§ **EXERCISE**
Reproduce each of the entries that follow, exactly.

----

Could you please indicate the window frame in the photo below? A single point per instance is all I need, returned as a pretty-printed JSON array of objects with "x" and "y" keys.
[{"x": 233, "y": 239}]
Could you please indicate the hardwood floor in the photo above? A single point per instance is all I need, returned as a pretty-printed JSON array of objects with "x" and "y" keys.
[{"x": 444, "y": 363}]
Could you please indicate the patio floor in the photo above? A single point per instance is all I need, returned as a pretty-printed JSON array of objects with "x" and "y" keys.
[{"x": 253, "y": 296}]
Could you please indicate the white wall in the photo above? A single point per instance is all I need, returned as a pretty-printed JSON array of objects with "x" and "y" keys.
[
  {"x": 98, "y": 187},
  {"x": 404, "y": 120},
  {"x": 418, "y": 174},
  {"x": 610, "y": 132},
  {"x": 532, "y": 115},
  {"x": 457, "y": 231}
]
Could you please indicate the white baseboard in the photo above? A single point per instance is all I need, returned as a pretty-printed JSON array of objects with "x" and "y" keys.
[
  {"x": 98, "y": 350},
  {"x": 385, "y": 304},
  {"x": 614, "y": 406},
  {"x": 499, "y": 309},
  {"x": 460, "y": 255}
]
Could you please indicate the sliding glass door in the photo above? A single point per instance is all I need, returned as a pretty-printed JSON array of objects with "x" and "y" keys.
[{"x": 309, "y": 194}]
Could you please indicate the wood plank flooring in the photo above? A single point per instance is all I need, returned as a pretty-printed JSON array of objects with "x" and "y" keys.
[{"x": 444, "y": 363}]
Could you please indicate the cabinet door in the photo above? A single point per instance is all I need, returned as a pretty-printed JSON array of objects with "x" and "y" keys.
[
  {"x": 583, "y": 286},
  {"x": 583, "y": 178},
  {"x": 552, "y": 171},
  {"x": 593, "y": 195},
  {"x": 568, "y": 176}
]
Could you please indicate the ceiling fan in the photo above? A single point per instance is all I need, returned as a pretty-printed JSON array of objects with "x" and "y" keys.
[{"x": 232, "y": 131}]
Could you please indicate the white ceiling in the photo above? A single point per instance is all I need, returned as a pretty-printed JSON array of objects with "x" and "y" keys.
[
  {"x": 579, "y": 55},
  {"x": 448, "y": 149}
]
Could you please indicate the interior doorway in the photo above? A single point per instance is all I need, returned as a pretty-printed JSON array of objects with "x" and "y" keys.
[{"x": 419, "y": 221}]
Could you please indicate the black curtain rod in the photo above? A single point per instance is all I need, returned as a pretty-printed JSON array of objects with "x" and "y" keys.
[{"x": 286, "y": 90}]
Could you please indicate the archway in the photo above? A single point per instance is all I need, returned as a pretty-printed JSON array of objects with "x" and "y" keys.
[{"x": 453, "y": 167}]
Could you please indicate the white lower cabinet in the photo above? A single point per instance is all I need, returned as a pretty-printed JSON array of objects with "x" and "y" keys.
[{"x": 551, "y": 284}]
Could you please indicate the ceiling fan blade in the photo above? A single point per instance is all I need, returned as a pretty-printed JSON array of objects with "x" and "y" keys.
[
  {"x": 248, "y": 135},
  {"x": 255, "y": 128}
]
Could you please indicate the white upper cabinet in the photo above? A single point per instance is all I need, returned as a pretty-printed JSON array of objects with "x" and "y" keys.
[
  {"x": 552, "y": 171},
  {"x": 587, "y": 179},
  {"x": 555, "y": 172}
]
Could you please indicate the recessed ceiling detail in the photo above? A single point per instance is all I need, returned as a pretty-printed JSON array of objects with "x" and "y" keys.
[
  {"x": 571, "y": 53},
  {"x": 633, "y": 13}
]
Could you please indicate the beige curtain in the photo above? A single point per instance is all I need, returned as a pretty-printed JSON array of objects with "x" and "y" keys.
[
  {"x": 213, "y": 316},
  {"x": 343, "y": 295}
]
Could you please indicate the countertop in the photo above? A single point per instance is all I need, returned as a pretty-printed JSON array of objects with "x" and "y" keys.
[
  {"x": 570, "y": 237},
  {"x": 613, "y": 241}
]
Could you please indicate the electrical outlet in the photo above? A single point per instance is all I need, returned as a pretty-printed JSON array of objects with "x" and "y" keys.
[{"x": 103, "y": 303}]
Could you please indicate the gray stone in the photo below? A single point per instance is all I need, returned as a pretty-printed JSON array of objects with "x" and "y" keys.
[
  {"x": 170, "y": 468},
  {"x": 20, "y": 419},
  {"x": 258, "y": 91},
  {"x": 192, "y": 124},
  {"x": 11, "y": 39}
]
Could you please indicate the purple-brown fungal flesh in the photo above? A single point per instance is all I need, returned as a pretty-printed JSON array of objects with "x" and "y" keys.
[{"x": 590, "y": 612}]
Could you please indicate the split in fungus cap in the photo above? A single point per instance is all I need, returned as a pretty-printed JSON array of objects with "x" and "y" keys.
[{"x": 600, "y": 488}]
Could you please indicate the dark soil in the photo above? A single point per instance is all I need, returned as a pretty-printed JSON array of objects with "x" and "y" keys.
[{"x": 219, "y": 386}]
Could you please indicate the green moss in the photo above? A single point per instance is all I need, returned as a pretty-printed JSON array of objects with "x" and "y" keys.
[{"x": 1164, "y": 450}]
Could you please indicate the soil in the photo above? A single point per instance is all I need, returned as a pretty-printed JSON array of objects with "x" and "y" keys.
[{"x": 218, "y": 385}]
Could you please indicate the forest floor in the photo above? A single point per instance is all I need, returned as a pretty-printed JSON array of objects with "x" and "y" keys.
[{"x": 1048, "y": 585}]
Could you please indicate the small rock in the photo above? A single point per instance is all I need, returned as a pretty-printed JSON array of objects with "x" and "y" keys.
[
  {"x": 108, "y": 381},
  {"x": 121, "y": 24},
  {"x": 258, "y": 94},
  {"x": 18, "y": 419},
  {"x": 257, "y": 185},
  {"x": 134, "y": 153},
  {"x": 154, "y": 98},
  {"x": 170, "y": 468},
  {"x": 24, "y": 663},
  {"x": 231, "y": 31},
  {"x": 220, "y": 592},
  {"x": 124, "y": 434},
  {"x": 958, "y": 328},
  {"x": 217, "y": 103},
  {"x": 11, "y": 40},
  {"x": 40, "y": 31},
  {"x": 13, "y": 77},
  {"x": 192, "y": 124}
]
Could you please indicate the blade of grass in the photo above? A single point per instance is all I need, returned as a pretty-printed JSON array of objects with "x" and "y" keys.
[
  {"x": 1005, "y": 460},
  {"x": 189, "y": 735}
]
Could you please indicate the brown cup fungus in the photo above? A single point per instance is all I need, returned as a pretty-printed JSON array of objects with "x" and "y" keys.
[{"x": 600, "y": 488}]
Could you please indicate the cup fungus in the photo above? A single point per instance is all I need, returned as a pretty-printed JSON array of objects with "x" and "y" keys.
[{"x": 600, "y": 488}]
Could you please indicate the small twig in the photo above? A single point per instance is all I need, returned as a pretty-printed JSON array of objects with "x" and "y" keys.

----

§ **RESPONSE TO THE EXERCISE**
Could you please indicate the window frame in the photo below? A single point per instance is all I need, returned as a pretty-printed JSON array of objects with "x" and "y" keys.
[{"x": 233, "y": 239}]
Could you please indicate the hardwood floor in the photo above? A single point per instance is all I need, returned as a pretty-printed JSON array of objects with "x" and "y" keys.
[{"x": 444, "y": 363}]
Could you please indicate the patio floor in the photo above? A single point per instance is all I need, returned as a pretty-printed JSON array of objects with "x" and "y" keys.
[{"x": 253, "y": 296}]
Could you please indicate the white wall in the photo above? A single point per instance is all I need, returned as a pretty-printed JSON array of objects with "x" and "y" keys.
[
  {"x": 98, "y": 187},
  {"x": 404, "y": 120},
  {"x": 418, "y": 174},
  {"x": 610, "y": 132},
  {"x": 532, "y": 115},
  {"x": 457, "y": 231}
]
Could you please indicate the white baseboard in the photo above? A single point per instance is all I need, returned as a pretty-printed JSON array of objects with "x" and "y" keys.
[
  {"x": 98, "y": 350},
  {"x": 385, "y": 304},
  {"x": 614, "y": 406},
  {"x": 499, "y": 309},
  {"x": 460, "y": 255}
]
Could you please indicate the sliding glass door in the photo above? A single point per instance is all I need, returned as a pretty-printed JSON array of objects with "x" and "y" keys.
[{"x": 309, "y": 194}]
Could you please indicate the wood plank flooring in the photo above? A single point per instance is all I need, returned as a pretty-printed JSON array of objects with "x" and "y" keys.
[{"x": 444, "y": 363}]
Could you please indicate the cabinet door in the photo above? A single point per instance is all I need, returned as a pretty-printed JSON array of objects with "x" and "y" keys.
[
  {"x": 583, "y": 286},
  {"x": 583, "y": 178},
  {"x": 552, "y": 171},
  {"x": 593, "y": 195},
  {"x": 568, "y": 176}
]
Could you please indicate the ceiling fan in the photo above? A single point per instance is all I need, returned as a pretty-printed JSON array of objects with "x" and "y" keys.
[{"x": 232, "y": 131}]
Could you please indicate the white ceiling in the photo above? A single point per instance is all I need, returned as a pretty-printed JSON array of objects with "x" and "y" keys.
[
  {"x": 579, "y": 55},
  {"x": 448, "y": 149}
]
Could you please indicate the interior doorway in the photo above? A single point per instance is all I need, returned as a pretty-printed JSON array of objects with "x" and "y" keys.
[{"x": 419, "y": 221}]
Could you please indicate the black curtain rod in the photo above? A single point per instance is all I need, returned as a pretty-printed JSON array of objects with "x" and "y" keys.
[{"x": 286, "y": 90}]
Could you please indicate the archway in the photo above? A single point per instance is all I need, returned as a pretty-printed JSON array of objects with "x" and "y" keys.
[{"x": 453, "y": 167}]
Could you please indicate the white lower cabinet in the photo above? A single point per instance is all I need, returned as a pretty-printed JSON array of objects with "x" and "y" keys.
[{"x": 551, "y": 284}]
Could you please indicate the ceiling fan blade in the photo above? A single point per instance is all I need, returned as a pretty-printed JSON array of objects with "x" and "y" keys.
[
  {"x": 248, "y": 135},
  {"x": 255, "y": 128}
]
Could you please indicate the white upper cabinet in the photo above? A single point per instance is all I need, returned as a pretty-printed JSON array of objects with "x" and "y" keys.
[
  {"x": 552, "y": 171},
  {"x": 587, "y": 179},
  {"x": 555, "y": 172}
]
Could you please indicate the recessed ceiling detail in the photo above? A single point per instance is all I need, returned as a pretty-printed JSON array of objects with "x" and "y" keys.
[
  {"x": 571, "y": 53},
  {"x": 633, "y": 13}
]
Could you please indicate the beige curtain in the photo above? A single point per instance is all I need, returned as a pretty-printed JSON array of objects with "x" and "y" keys.
[
  {"x": 213, "y": 316},
  {"x": 343, "y": 295}
]
Could you please indicate the countertop in the photo above? A single point per instance is all I need, returned as a pretty-printed JSON array of objects with "x" and "y" keys.
[
  {"x": 570, "y": 237},
  {"x": 613, "y": 241}
]
Could you please indicate the electrical outlet in the photo above? A single point per instance is all I need, returned as a pretty-printed JSON array of objects with "x" and "y" keys.
[{"x": 103, "y": 303}]
Could you please indicate the gray stone in the photo below? A single point per instance is all I need, returned as a pretty-printed JSON array of objects with "x" and "y" keys.
[
  {"x": 170, "y": 468},
  {"x": 20, "y": 419},
  {"x": 258, "y": 91},
  {"x": 192, "y": 124},
  {"x": 11, "y": 39}
]
Could you please indicate the purple-brown fungal flesh in the photo above? A single point per instance is all I need, returned as a pretty-printed JSON array of objects with "x" and "y" keys.
[{"x": 590, "y": 612}]
Could you please indicate the split in fungus cap in the photo above? A single point per instance is all I need, returned as a pretty-printed JSON array of objects with "x" and "y" keys.
[{"x": 600, "y": 488}]
Could you please indicate the dark soil in the photo above? A single point per instance is all I need, returned as a pretty-printed JSON array of objects with "x" and "y" keys.
[{"x": 219, "y": 386}]
Could you please indicate the green moss in the photo above? A single point per instance is all I need, returned as a pretty-printed JSON array of objects with "x" and "y" keys.
[{"x": 1164, "y": 450}]
Could you please indicate the soil in the photo above? A single point per instance is all I need, returned as a pretty-printed JSON array of objects with "x" and "y" keys.
[{"x": 218, "y": 385}]
Could you please indicate the forest floor in the photo above? A single point per instance is all I need, returned as a pretty-printed JSON array of objects with "x" and "y" keys.
[{"x": 1048, "y": 585}]
Could you please indicate the small rock in the photo above? A single point per instance is all I need, returned as a pretty-printed JSON array of objects with "x" and "y" keys.
[
  {"x": 108, "y": 381},
  {"x": 121, "y": 24},
  {"x": 258, "y": 94},
  {"x": 18, "y": 419},
  {"x": 257, "y": 185},
  {"x": 134, "y": 153},
  {"x": 154, "y": 98},
  {"x": 170, "y": 468},
  {"x": 24, "y": 663},
  {"x": 231, "y": 31},
  {"x": 220, "y": 592},
  {"x": 124, "y": 434},
  {"x": 958, "y": 328},
  {"x": 217, "y": 103},
  {"x": 11, "y": 40},
  {"x": 40, "y": 31},
  {"x": 13, "y": 77},
  {"x": 192, "y": 124}
]
Could you please indicate the blade of grass in the photo above? A single point per instance is all I need, returned as a pretty-printed JSON array of objects with "x" and "y" keys.
[
  {"x": 1005, "y": 460},
  {"x": 189, "y": 735}
]
Could you please indicate the brown cup fungus in the photo above? A single point per instance is all I need, returned as a pretty-printed JSON array of objects with "x" and "y" keys.
[{"x": 600, "y": 488}]
Could you please indicate the cup fungus in the photo above? A single point per instance is all I need, returned as a pretty-printed JSON array of objects with "x" and "y" keys.
[{"x": 600, "y": 488}]
Could you please indicate the small twig in the photo above? A single point per instance is all I need, returned as a pretty-printed JSON array of objects with "x" and "y" keys.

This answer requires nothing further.